Objective: Reproduce each item below line for line, leaving out the pictures.

Rows:
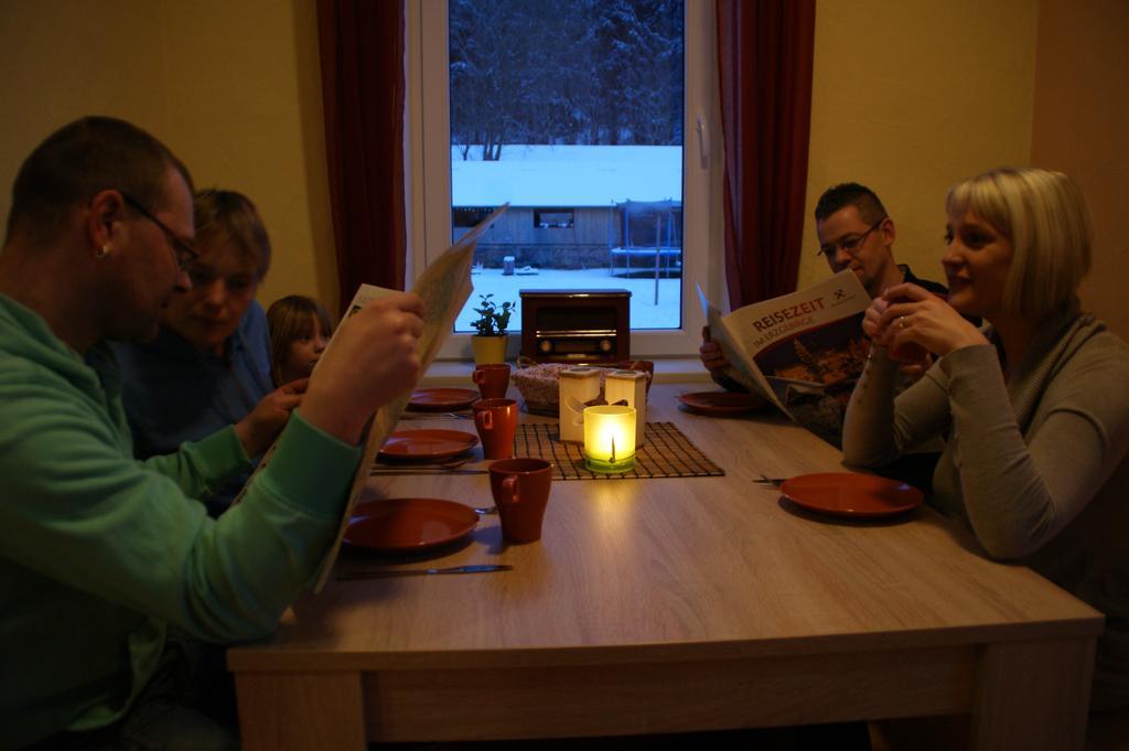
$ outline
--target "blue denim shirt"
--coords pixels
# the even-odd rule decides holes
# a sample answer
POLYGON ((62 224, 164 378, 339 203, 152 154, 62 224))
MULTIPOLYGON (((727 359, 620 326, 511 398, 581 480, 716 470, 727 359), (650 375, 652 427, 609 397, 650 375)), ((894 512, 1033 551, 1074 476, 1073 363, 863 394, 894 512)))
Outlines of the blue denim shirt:
MULTIPOLYGON (((185 440, 238 422, 273 391, 266 315, 254 300, 222 356, 201 352, 164 328, 152 342, 121 342, 114 352, 138 459, 170 454, 185 440)), ((233 480, 209 501, 212 515, 231 503, 246 479, 233 480)))

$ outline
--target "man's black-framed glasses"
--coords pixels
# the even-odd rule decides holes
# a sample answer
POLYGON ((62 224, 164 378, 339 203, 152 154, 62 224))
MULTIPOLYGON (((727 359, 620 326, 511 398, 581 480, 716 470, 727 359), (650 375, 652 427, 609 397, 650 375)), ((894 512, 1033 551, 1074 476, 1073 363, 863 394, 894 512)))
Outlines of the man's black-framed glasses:
POLYGON ((145 217, 152 224, 157 225, 160 228, 160 230, 165 233, 165 237, 168 238, 168 244, 173 246, 173 257, 176 260, 176 265, 181 269, 181 271, 187 271, 189 267, 191 267, 192 263, 200 257, 200 253, 196 252, 196 248, 192 247, 192 245, 189 244, 186 241, 177 237, 176 233, 169 229, 168 225, 166 225, 164 221, 155 217, 152 215, 152 211, 145 208, 141 201, 137 200, 129 193, 122 193, 122 200, 124 200, 131 209, 140 213, 142 217, 145 217))
POLYGON ((855 255, 855 251, 861 247, 863 243, 866 242, 866 238, 870 235, 870 233, 881 227, 882 222, 885 220, 886 217, 885 216, 882 217, 882 219, 878 219, 876 222, 870 225, 870 228, 867 229, 861 235, 847 235, 842 239, 839 239, 834 243, 828 243, 826 245, 821 245, 816 255, 825 255, 829 259, 833 259, 835 256, 835 253, 840 250, 846 251, 850 255, 855 255))

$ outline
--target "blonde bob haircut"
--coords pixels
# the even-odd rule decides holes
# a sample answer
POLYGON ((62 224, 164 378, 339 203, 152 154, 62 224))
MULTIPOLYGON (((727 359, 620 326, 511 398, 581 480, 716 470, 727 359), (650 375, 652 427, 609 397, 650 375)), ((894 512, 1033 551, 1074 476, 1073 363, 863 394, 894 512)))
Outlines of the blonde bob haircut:
POLYGON ((1089 272, 1091 225, 1073 180, 1032 167, 992 169, 948 189, 948 216, 970 210, 1012 242, 1008 314, 1041 321, 1074 299, 1089 272))
POLYGON ((255 276, 262 281, 271 268, 271 241, 251 199, 212 187, 195 194, 193 209, 196 248, 233 243, 244 259, 255 264, 255 276))

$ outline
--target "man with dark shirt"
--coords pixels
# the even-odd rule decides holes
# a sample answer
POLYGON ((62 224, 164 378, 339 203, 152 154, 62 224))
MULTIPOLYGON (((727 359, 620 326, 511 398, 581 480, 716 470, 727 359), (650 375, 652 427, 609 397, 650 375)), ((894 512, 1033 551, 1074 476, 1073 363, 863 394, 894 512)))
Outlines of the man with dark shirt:
MULTIPOLYGON (((831 271, 854 271, 872 299, 903 281, 936 295, 948 294, 943 285, 919 279, 908 265, 894 261, 894 220, 874 191, 865 185, 841 183, 824 191, 815 204, 815 235, 820 239, 820 255, 826 259, 831 271)), ((714 381, 729 391, 745 391, 725 375, 729 363, 717 342, 709 341, 708 330, 702 332, 702 338, 699 353, 714 381)))
MULTIPOLYGON (((831 271, 838 273, 850 269, 872 298, 903 281, 943 297, 948 294, 943 285, 919 279, 908 265, 894 261, 894 220, 886 213, 886 208, 874 191, 865 185, 842 183, 824 191, 815 204, 815 234, 820 241, 820 255, 826 259, 831 271)), ((704 341, 699 353, 714 381, 728 391, 746 391, 725 375, 729 363, 717 342, 709 341, 708 328, 702 331, 702 338, 704 341)), ((931 358, 927 358, 920 364, 903 366, 905 383, 920 378, 930 363, 931 358)), ((831 400, 823 401, 833 404, 831 400)), ((803 416, 797 419, 820 437, 839 445, 841 414, 825 426, 817 426, 803 416)), ((883 473, 928 489, 931 484, 933 465, 937 461, 937 454, 931 448, 922 447, 925 453, 907 454, 899 460, 896 466, 891 465, 883 473)))

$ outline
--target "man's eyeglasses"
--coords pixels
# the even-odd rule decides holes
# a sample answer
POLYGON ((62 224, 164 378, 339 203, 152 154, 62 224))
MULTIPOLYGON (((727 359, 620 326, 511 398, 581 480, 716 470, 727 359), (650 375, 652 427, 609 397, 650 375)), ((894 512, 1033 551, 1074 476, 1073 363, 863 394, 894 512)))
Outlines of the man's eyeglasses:
POLYGON ((867 229, 861 235, 847 235, 846 237, 843 237, 838 242, 828 243, 826 245, 821 245, 820 251, 819 253, 816 253, 816 255, 825 255, 829 259, 833 259, 835 257, 835 253, 839 252, 840 250, 846 251, 850 255, 855 255, 855 251, 857 251, 863 245, 863 243, 866 242, 866 238, 869 236, 869 234, 873 233, 878 227, 881 227, 882 222, 885 220, 886 217, 878 219, 876 222, 874 222, 874 225, 872 225, 869 229, 867 229))
POLYGON ((200 253, 196 252, 196 248, 177 237, 176 233, 169 229, 164 221, 152 216, 152 211, 145 208, 145 206, 141 204, 141 201, 138 201, 129 193, 122 193, 122 200, 124 200, 131 209, 160 227, 160 230, 165 233, 165 237, 168 238, 168 244, 173 246, 173 257, 176 260, 176 265, 180 267, 181 271, 187 271, 189 267, 191 267, 192 263, 200 257, 200 253))

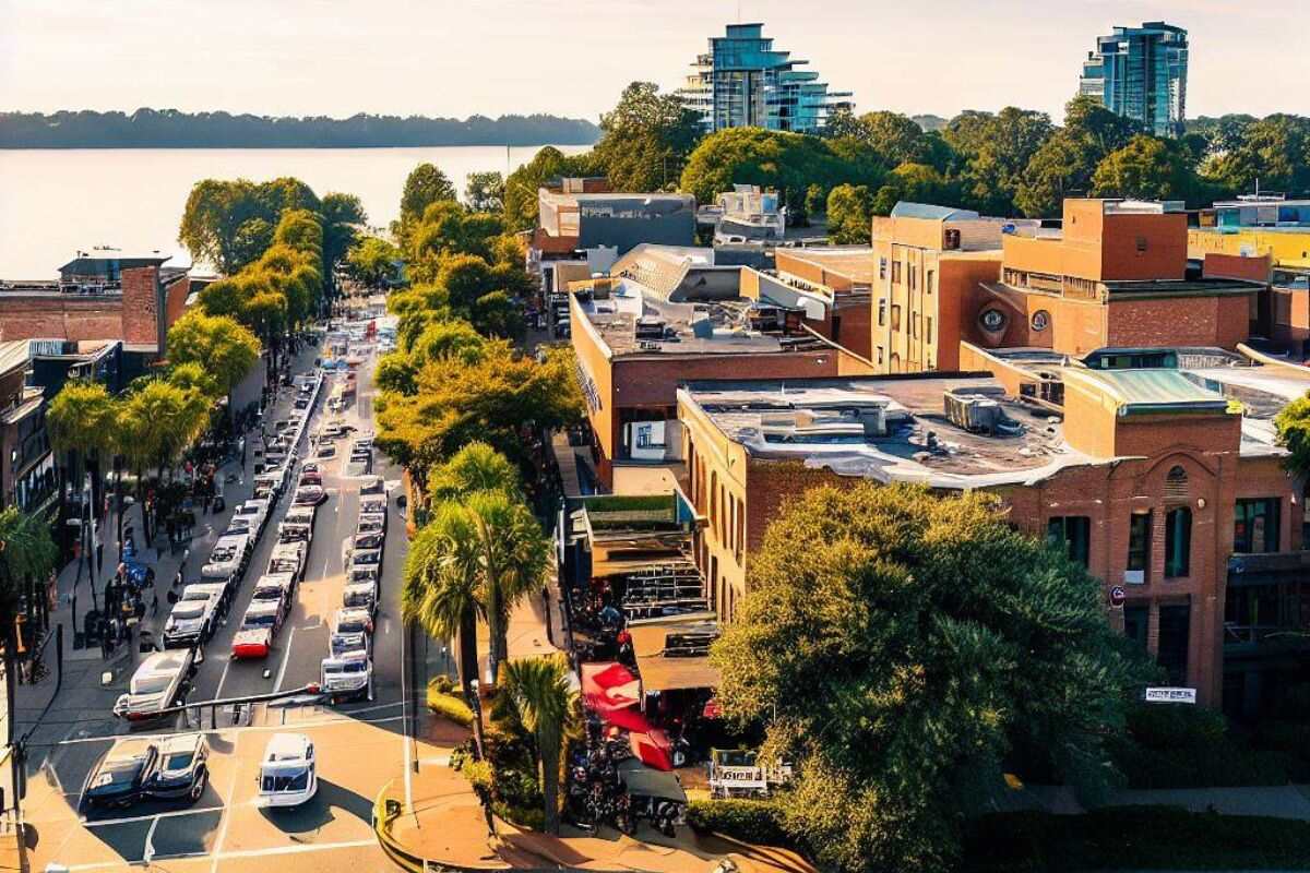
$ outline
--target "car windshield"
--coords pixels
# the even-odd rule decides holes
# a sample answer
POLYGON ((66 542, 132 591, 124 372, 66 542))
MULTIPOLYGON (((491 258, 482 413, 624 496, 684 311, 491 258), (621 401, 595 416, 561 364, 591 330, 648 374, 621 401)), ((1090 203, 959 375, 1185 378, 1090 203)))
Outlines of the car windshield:
POLYGON ((132 694, 160 694, 168 690, 169 677, 166 675, 147 675, 140 679, 132 679, 132 694))
POLYGON ((263 774, 259 780, 262 792, 305 791, 309 788, 309 771, 263 774))
POLYGON ((363 661, 343 661, 341 664, 325 664, 324 673, 328 675, 346 675, 348 673, 363 673, 363 661))

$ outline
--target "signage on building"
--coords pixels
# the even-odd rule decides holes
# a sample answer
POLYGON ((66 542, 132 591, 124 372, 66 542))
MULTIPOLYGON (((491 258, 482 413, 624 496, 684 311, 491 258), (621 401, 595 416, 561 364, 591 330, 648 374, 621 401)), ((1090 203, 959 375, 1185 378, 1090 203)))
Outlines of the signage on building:
POLYGON ((1196 703, 1196 688, 1146 688, 1146 703, 1196 703))

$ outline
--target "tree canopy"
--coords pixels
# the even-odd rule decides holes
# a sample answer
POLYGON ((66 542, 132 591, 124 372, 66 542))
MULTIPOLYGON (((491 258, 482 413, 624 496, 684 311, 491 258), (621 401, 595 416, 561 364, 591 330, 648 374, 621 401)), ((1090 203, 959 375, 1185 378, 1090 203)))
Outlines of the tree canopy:
POLYGON ((812 490, 751 580, 711 649, 718 696, 798 766, 783 825, 842 870, 951 869, 1002 766, 1094 796, 1103 739, 1154 670, 1111 630, 1100 582, 979 492, 812 490))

Problem solution:
$ outline
--target "blue denim shirt"
--coords pixels
# the even-odd rule decides holes
# a sample answer
POLYGON ((62 224, 164 378, 339 203, 152 154, 62 224))
MULTIPOLYGON (((727 359, 620 326, 511 398, 581 480, 716 470, 727 359), (650 375, 652 427, 609 397, 650 375)), ((894 512, 1033 551, 1074 476, 1073 363, 863 394, 894 512)))
Outlines of the blue denim shirt:
MULTIPOLYGON (((185 440, 238 422, 273 391, 266 315, 254 300, 222 356, 201 352, 164 328, 152 342, 121 342, 114 352, 138 459, 170 454, 185 440)), ((233 480, 209 501, 212 515, 231 503, 246 479, 233 480)))

$ outline
--target "man's black-framed glasses"
--coords pixels
# the even-odd rule decides holes
# a sample answer
POLYGON ((62 224, 164 378, 339 203, 152 154, 62 224))
MULTIPOLYGON (((727 359, 620 326, 511 398, 581 480, 716 470, 727 359), (650 375, 652 427, 609 397, 650 375)), ((894 512, 1033 551, 1074 476, 1073 363, 863 394, 894 512)))
Outlines of the man's black-framed glasses:
POLYGON ((145 217, 152 224, 157 225, 160 228, 160 230, 165 233, 165 237, 168 238, 168 244, 173 246, 173 257, 176 260, 176 265, 181 269, 181 271, 187 271, 189 267, 191 267, 192 263, 200 257, 200 253, 196 252, 196 248, 192 247, 192 245, 189 244, 186 241, 177 237, 176 233, 169 229, 168 225, 166 225, 164 221, 155 217, 152 215, 152 211, 145 208, 141 201, 137 200, 129 193, 122 193, 122 200, 124 200, 131 209, 140 213, 142 217, 145 217))
POLYGON ((855 255, 855 251, 861 247, 863 243, 866 242, 866 238, 870 235, 870 233, 881 227, 882 222, 885 220, 886 217, 885 216, 882 217, 882 219, 878 219, 876 222, 870 225, 870 228, 867 229, 861 235, 847 235, 842 239, 839 239, 834 243, 828 243, 826 245, 821 245, 816 255, 825 255, 829 259, 833 259, 835 256, 835 253, 840 250, 846 251, 850 255, 855 255))

$ outline
--target "blonde bob haircut"
--coords pixels
# the even-odd rule decides holes
# a sample answer
POLYGON ((62 224, 164 378, 339 203, 152 154, 62 224))
MULTIPOLYGON (((727 359, 620 326, 511 398, 581 480, 716 470, 727 359), (650 375, 652 427, 609 397, 650 375)), ((894 512, 1033 551, 1074 476, 1073 363, 863 394, 894 512)))
Outlines of the blonde bob haircut:
POLYGON ((1089 272, 1091 225, 1073 180, 1032 167, 992 169, 948 189, 948 216, 970 210, 1012 242, 1008 314, 1041 321, 1074 299, 1089 272))
POLYGON ((255 276, 262 281, 271 268, 271 241, 251 199, 212 187, 195 194, 193 209, 196 248, 233 243, 244 259, 255 264, 255 276))

$ outline
--target "man with dark shirt"
--coords pixels
# the even-odd rule decides holes
# a sample answer
POLYGON ((62 224, 164 378, 339 203, 152 154, 62 224))
MULTIPOLYGON (((727 359, 620 326, 511 398, 581 480, 716 470, 727 359), (650 375, 652 427, 609 397, 650 375)), ((894 512, 1033 551, 1074 476, 1073 363, 863 394, 894 512)))
Outlines of the man with dark shirt:
MULTIPOLYGON (((831 271, 854 271, 872 299, 903 281, 936 295, 948 294, 943 285, 919 279, 908 265, 894 261, 894 220, 874 191, 865 185, 841 183, 824 191, 815 204, 815 235, 820 239, 820 255, 826 259, 831 271)), ((714 381, 729 391, 745 391, 725 375, 729 363, 717 342, 709 341, 708 330, 702 332, 702 338, 699 353, 714 381)))
MULTIPOLYGON (((831 271, 838 273, 850 269, 872 298, 903 281, 943 297, 948 294, 943 285, 919 279, 908 265, 894 261, 894 220, 886 213, 886 208, 874 191, 865 185, 842 183, 824 191, 815 204, 815 234, 820 241, 820 255, 826 259, 831 271)), ((704 341, 699 353, 714 381, 728 391, 746 391, 725 375, 729 363, 717 342, 709 341, 708 328, 702 331, 702 338, 704 341)), ((931 358, 927 358, 920 364, 903 366, 905 383, 920 378, 930 363, 931 358)), ((831 400, 823 401, 833 404, 831 400)), ((803 416, 797 419, 820 437, 839 445, 841 414, 825 426, 817 426, 803 416)), ((883 473, 928 489, 931 484, 933 465, 937 461, 937 454, 931 448, 922 447, 925 453, 907 454, 899 460, 896 466, 891 465, 883 473)))

$ outline
--target "man's eyeglasses"
--coords pixels
# the even-odd rule decides holes
# a sample answer
POLYGON ((62 224, 164 378, 339 203, 152 154, 62 224))
MULTIPOLYGON (((727 359, 620 326, 511 398, 581 480, 716 470, 727 359), (650 375, 652 427, 609 397, 650 375)), ((894 512, 1033 551, 1074 476, 1073 363, 863 394, 894 512)))
Outlines of the man's eyeglasses:
POLYGON ((867 229, 861 235, 847 235, 846 237, 843 237, 838 242, 828 243, 826 245, 821 245, 820 251, 819 253, 816 253, 816 255, 825 255, 829 259, 833 259, 835 257, 835 253, 839 252, 840 250, 846 251, 850 255, 855 255, 855 251, 857 251, 863 245, 863 243, 866 242, 866 238, 869 236, 869 234, 873 233, 878 227, 881 227, 882 222, 885 220, 886 217, 878 219, 876 222, 874 222, 874 225, 872 225, 869 229, 867 229))
POLYGON ((200 253, 196 252, 196 248, 177 237, 176 233, 169 229, 164 221, 152 216, 152 211, 145 208, 145 206, 141 204, 141 201, 138 201, 129 193, 122 193, 122 200, 124 200, 131 209, 160 227, 160 230, 165 233, 165 237, 168 238, 168 244, 173 246, 173 257, 176 260, 176 265, 180 267, 181 271, 187 271, 189 267, 191 267, 192 263, 200 257, 200 253))

$ outline
--target "car windshield"
--coords pixels
# the even-odd rule decides holes
# a sample answer
POLYGON ((66 542, 132 591, 124 372, 66 542))
MULTIPOLYGON (((491 258, 482 413, 624 496, 684 311, 491 258), (621 401, 595 416, 561 364, 591 330, 648 374, 621 401)), ((1090 203, 959 375, 1185 378, 1090 203)))
Outlines of the car windshield:
POLYGON ((132 694, 160 694, 168 690, 169 677, 166 675, 147 675, 140 679, 132 679, 132 694))
POLYGON ((263 774, 259 780, 262 792, 305 791, 309 788, 309 771, 263 774))
POLYGON ((363 661, 343 661, 341 664, 325 664, 324 673, 328 675, 346 675, 348 673, 363 673, 363 661))

$ outline
--target "signage on building"
--coords pixels
# the even-odd rule decides holes
# a sample answer
POLYGON ((66 542, 132 591, 124 372, 66 542))
MULTIPOLYGON (((491 258, 482 413, 624 496, 684 311, 491 258), (621 401, 595 416, 561 364, 591 330, 648 374, 621 401)), ((1090 203, 959 375, 1185 378, 1090 203)))
Outlines of the signage on building:
POLYGON ((1196 703, 1196 688, 1146 688, 1146 703, 1196 703))

$ outline
--target "tree canopy"
--coords pixels
# the even-odd rule decides holes
# a sample answer
POLYGON ((66 542, 132 591, 124 372, 66 542))
MULTIPOLYGON (((491 258, 482 413, 624 496, 684 311, 491 258), (621 401, 595 416, 561 364, 591 330, 648 374, 621 401)), ((1090 203, 959 375, 1185 378, 1090 203)))
Outlines of the tree canopy:
POLYGON ((812 490, 751 580, 711 649, 718 696, 798 766, 783 825, 842 870, 951 869, 1002 766, 1094 796, 1103 739, 1154 670, 1111 630, 1100 582, 979 492, 812 490))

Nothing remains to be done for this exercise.